BEGIN SUPPLIED RECORDS

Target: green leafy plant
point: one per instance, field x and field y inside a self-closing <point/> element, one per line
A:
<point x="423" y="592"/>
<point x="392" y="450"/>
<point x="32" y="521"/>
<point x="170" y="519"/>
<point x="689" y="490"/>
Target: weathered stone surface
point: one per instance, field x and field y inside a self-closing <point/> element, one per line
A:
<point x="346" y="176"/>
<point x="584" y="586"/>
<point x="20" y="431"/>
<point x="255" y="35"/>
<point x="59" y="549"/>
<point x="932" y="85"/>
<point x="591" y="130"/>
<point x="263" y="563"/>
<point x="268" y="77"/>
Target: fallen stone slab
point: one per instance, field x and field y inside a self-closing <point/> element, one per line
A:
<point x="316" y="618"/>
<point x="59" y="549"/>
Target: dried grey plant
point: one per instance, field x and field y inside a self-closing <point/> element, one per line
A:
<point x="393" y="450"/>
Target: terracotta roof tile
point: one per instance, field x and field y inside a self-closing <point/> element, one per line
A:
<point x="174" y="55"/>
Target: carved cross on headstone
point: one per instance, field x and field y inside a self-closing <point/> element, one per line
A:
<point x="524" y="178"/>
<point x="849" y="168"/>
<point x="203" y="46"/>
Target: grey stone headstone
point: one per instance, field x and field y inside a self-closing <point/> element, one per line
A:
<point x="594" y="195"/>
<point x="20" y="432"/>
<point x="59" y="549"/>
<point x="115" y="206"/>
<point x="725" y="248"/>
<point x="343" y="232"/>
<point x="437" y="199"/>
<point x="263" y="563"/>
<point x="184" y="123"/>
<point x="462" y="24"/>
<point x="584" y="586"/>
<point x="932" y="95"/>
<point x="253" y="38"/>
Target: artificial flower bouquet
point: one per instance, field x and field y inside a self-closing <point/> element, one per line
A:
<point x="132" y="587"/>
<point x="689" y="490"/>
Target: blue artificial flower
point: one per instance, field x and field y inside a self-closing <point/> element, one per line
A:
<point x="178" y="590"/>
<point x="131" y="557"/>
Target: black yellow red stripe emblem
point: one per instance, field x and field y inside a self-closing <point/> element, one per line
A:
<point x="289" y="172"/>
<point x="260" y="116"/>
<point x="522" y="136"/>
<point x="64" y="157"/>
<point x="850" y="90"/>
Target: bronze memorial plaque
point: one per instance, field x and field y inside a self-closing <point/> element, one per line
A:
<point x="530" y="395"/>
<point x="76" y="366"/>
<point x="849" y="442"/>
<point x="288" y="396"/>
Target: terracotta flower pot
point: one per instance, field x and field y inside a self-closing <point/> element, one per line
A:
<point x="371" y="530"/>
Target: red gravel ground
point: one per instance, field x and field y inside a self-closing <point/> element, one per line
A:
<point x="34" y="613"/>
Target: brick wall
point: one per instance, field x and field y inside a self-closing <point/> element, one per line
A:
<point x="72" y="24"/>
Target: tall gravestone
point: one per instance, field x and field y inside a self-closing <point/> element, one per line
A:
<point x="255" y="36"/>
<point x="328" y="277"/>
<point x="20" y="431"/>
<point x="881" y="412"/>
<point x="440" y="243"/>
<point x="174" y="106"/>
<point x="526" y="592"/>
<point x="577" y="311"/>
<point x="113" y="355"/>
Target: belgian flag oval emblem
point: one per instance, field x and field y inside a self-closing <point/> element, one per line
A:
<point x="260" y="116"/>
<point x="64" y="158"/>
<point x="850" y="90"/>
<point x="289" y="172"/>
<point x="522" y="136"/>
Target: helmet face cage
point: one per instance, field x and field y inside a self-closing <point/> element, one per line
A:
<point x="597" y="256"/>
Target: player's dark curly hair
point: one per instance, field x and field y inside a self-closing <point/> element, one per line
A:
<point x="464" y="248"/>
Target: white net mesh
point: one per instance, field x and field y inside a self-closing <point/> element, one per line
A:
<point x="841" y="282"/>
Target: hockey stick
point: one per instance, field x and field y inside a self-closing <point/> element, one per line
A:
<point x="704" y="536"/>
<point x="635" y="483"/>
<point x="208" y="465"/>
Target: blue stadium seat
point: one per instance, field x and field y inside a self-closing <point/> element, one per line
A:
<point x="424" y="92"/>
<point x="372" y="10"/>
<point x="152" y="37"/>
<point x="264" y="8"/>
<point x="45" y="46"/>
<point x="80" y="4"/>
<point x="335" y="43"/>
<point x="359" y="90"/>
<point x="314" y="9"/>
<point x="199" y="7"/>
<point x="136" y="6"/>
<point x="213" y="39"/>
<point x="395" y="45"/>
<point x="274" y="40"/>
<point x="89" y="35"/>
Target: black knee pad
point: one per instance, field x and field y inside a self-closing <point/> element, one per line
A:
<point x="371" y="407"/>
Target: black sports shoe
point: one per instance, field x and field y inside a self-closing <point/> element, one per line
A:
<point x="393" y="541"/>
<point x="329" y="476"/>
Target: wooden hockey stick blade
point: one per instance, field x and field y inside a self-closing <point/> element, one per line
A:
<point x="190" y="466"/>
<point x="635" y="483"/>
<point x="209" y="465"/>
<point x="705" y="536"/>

END SUPPLIED RECORDS

## [REQUIREMENT]
Please transcribe, exactly and with nothing added, the lines from the first line of the material above through the line that contains "Target: dried grey plant".

## [SOLUTION TO THIS EXERCISE]
Target: green leafy plant
point: one per instance, field x and field y inside a self-closing <point/> element, one per line
A:
<point x="423" y="592"/>
<point x="392" y="450"/>
<point x="32" y="521"/>
<point x="170" y="519"/>
<point x="689" y="490"/>
Target: weathered stone surface
point: one per instance, field x and field y inside a self-closing <point/> element, one per line
A:
<point x="346" y="176"/>
<point x="584" y="586"/>
<point x="20" y="431"/>
<point x="255" y="35"/>
<point x="59" y="549"/>
<point x="932" y="85"/>
<point x="591" y="130"/>
<point x="263" y="563"/>
<point x="268" y="77"/>
Target: fallen stone slab
point: one per instance, field x and field y inside a self-closing <point/> element, one per line
A:
<point x="316" y="618"/>
<point x="59" y="549"/>
Target: dried grey plant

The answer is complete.